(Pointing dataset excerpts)
────

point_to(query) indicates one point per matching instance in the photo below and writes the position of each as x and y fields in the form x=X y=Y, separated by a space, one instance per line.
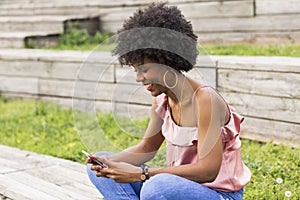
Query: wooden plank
x=32 y=159
x=42 y=185
x=131 y=111
x=15 y=190
x=267 y=7
x=259 y=63
x=20 y=85
x=244 y=8
x=267 y=130
x=100 y=72
x=258 y=23
x=191 y=10
x=274 y=84
x=272 y=108
x=71 y=180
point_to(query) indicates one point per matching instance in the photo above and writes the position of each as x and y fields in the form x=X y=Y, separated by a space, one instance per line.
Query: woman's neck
x=182 y=92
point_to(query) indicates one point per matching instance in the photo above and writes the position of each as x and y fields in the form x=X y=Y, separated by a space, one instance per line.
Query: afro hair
x=160 y=33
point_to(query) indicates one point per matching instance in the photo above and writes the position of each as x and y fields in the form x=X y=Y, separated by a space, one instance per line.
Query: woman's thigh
x=168 y=186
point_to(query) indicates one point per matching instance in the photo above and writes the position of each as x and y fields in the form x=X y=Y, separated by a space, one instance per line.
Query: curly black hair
x=160 y=33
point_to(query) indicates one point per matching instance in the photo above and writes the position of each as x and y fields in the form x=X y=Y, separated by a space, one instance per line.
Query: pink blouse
x=181 y=145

────

* _What the exercise asks_
Reproduce only the lines from the start of the material through the line containing "x=267 y=130", swapping "wooden plank" for "timber board" and leaving everything else unchanged. Omit the pictures from your answer.

* _Solution below_
point_to(query) indicates one point per matching instance in the photo below and writes the position of each as x and y fields in the form x=X y=Y, separated by a space, one instance per line.
Query: timber board
x=32 y=159
x=42 y=185
x=131 y=111
x=15 y=190
x=267 y=7
x=259 y=63
x=20 y=85
x=244 y=8
x=267 y=130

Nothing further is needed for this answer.